▸ Referring expression pointing data
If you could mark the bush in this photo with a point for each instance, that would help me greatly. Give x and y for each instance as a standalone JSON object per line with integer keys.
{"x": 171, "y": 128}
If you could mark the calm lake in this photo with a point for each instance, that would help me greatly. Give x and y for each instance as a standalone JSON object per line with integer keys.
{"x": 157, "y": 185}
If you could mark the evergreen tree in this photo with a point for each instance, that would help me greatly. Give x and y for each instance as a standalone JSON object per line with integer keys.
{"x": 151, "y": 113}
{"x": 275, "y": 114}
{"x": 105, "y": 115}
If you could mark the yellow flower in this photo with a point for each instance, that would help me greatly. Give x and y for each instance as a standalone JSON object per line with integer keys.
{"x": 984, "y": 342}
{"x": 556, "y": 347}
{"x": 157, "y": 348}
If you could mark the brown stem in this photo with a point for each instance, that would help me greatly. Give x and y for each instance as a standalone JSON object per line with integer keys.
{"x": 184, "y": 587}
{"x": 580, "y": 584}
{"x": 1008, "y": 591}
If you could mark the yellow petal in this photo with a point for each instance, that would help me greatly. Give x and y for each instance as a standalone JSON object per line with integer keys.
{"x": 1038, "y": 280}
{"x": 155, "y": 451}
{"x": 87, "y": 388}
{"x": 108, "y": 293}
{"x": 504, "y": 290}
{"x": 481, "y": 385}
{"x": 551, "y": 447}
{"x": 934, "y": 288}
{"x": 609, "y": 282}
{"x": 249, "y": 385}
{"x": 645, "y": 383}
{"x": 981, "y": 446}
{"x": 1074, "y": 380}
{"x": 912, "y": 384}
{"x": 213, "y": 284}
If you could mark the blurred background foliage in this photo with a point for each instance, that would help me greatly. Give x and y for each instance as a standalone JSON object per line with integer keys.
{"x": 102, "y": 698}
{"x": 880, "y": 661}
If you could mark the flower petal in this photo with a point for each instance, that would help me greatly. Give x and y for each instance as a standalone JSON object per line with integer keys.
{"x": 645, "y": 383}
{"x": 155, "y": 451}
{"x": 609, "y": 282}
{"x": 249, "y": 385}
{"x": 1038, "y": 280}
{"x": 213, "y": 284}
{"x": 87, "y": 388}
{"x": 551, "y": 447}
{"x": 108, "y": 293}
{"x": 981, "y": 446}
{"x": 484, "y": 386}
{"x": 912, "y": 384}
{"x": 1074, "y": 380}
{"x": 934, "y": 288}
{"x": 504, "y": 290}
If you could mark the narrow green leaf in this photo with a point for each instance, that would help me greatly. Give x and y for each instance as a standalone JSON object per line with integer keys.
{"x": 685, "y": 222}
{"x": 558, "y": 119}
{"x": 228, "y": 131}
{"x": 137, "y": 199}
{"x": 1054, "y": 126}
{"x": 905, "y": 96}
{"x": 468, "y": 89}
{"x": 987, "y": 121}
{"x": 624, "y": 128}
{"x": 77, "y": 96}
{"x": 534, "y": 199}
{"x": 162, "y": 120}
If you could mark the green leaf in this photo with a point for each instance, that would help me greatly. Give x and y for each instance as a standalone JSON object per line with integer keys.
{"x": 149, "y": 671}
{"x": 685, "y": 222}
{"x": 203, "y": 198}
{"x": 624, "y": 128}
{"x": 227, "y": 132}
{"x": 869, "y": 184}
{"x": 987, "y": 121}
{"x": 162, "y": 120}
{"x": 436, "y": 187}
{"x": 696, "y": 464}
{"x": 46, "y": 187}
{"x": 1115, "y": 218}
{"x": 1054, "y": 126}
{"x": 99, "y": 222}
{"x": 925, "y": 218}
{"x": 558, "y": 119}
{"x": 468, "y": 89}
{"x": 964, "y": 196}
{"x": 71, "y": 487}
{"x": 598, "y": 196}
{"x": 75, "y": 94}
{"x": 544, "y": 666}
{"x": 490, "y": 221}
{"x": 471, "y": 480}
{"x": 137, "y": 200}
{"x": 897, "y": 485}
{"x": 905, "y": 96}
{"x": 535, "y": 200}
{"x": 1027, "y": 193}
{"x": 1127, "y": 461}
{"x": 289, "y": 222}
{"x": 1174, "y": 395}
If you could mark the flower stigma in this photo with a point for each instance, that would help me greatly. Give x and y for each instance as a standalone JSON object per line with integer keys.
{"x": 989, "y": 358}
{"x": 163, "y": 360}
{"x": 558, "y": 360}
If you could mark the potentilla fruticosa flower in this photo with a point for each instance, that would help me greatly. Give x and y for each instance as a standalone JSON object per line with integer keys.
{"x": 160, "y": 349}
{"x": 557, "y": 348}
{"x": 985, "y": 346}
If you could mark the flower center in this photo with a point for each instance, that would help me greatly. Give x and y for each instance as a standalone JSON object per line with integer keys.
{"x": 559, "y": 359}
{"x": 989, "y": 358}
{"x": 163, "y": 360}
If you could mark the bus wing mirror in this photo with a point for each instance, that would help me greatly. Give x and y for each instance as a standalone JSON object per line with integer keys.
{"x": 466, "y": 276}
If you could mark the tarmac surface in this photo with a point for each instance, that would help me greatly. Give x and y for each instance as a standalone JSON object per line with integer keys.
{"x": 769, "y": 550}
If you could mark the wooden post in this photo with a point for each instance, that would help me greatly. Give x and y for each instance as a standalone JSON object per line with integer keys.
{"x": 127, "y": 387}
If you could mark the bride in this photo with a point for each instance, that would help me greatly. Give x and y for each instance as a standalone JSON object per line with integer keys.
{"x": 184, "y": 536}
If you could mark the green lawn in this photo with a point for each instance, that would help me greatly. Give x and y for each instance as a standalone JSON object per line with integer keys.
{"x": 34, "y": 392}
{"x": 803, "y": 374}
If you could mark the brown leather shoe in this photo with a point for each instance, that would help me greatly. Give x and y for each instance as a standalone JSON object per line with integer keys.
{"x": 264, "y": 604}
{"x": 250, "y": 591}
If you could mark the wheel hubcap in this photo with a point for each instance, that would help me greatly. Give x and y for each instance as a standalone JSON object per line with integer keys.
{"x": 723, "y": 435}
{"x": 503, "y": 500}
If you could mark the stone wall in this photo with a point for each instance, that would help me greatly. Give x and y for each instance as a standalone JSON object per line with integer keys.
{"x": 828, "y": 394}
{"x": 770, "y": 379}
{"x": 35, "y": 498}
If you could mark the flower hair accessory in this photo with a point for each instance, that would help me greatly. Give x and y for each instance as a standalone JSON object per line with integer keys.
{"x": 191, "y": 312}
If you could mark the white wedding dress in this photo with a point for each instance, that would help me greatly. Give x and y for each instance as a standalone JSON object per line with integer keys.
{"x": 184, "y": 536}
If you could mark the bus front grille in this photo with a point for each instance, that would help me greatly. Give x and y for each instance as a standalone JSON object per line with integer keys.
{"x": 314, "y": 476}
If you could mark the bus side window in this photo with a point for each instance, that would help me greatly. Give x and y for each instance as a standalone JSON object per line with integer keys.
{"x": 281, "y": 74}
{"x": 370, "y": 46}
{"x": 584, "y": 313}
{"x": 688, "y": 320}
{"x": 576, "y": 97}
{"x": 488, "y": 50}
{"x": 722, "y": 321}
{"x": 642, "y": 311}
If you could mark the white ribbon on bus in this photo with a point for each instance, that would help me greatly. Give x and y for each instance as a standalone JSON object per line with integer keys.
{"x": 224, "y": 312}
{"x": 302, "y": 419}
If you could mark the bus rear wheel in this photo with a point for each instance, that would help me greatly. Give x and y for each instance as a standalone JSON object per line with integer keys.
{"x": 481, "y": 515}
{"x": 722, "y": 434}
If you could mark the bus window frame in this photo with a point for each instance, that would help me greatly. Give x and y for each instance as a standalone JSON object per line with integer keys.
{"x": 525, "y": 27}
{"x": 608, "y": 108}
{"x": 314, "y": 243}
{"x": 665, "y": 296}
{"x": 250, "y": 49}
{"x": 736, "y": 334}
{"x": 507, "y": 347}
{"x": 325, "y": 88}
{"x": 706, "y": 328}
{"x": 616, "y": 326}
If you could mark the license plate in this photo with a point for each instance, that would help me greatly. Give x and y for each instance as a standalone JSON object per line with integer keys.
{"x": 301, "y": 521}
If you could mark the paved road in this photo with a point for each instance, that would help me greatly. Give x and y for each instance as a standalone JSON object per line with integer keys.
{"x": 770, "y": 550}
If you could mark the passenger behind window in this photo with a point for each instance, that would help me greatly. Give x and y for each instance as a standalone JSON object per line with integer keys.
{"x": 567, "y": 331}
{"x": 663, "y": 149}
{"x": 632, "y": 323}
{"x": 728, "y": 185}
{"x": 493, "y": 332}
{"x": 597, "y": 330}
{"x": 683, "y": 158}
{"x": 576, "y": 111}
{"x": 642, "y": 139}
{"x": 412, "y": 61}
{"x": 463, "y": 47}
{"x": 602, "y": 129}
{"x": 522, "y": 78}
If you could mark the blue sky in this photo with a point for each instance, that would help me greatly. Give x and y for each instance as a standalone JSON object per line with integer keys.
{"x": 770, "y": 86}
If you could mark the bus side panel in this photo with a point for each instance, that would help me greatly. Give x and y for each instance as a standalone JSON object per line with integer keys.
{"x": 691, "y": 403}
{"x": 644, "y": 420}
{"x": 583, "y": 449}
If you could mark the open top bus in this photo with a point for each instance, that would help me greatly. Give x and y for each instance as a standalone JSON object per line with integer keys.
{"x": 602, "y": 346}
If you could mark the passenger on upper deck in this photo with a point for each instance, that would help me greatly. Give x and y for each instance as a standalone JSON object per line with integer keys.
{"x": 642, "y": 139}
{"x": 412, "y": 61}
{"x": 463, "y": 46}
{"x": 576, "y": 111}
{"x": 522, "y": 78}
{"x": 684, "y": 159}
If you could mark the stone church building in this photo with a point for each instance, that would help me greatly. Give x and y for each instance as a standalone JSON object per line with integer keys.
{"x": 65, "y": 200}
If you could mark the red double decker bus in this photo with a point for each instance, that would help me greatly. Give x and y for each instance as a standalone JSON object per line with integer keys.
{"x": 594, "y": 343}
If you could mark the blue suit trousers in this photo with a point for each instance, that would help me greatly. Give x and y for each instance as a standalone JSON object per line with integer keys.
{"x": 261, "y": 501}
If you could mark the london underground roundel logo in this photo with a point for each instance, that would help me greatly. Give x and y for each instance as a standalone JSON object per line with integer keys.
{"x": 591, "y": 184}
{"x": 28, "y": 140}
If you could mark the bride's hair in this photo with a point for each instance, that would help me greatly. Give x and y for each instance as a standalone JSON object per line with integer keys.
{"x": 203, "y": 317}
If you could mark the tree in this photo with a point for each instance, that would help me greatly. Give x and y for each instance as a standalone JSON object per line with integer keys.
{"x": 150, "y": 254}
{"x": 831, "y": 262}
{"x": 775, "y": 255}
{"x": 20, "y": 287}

▸ ABOUT THIS EXERCISE
With the line that contains "If you could mark the bride's" as the first and the final line of the data as the last, repeat every line in that span exactly.

▸ WRITTEN REPLY
If you could mark the bride's hair in this photo with a point for each instance, that would help me greatly. Give x and y for each instance as a standalone JSON object per line with integer keys.
{"x": 203, "y": 317}
If you could mark the tree in this photo with a point for each instance, that would help me greatly. Give x and y for each instance as a standalone JSON object per line with integer keys.
{"x": 150, "y": 254}
{"x": 831, "y": 262}
{"x": 775, "y": 255}
{"x": 20, "y": 287}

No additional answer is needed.